■ Assignment
According to the text on funerals and the time after them, why can it be worthwhile to have family members or friends lead the service? Explain in one to three sentences.

■ Extract
Content starts
Another option for your loved one’s funeral is to have a family member or friend lead the service, or to split the role of celebrant between a number of people. These types of services give family and friends the opportunity to plan the order of service and make arrangement for the ceremony together and can be an uplifting and positive experience that supports the grieving process. Once a plan for the order of service has been developed, the chosen family member or friend can lead the service with prayers, anecdotes, a eulogy, poems and other readings, and can also invite others to speak. On closing the service, mourners may be invited to attend the wake.

After the Funeral

After the funeral, you will need to spend some time organising the affairs of your loved one. While this can seem like a daunting task, it can be helpful to approach the process just one step at a time.

In the first instance, the Executor is the personal named in the will to finalise a loved one’s affairs. This person is responsible for settling outstanding bills and taxes, taking care of property and ensuring that assets are distributed as per the wishes stated in the will. When someone dies without a will (intestate), the court will then appoint and executor who is often the surviving spouse, and adult child or a parent.

Finalising the affairs of a loved one can take some time. While there are a number of considerations, your loved one’s financial advisors, such as accountants, solicitors, real estate agents, insurance agents can help you identify any matters that need your immediate attention. It is also important to notify government authorities, welfare agencies, insurance companies and financial institutions of a loved one’s passing.
Content ends
■ Records
Content starts
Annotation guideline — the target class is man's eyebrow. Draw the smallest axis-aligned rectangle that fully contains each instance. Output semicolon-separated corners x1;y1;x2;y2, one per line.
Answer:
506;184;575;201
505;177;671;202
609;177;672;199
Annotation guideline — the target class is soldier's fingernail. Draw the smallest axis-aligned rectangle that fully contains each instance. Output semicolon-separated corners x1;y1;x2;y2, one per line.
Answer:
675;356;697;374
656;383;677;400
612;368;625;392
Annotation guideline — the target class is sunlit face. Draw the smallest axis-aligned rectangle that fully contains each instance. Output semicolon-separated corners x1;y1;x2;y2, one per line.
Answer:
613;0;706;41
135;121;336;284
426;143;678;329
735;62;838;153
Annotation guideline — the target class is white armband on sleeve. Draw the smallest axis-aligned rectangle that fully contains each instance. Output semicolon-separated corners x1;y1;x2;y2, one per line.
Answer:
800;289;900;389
Content ends
■ Exercise solution
These services let family and friends plan the order of service and arrange the ceremony together. That shared work can be an uplifting and positive experience that supports the grieving process.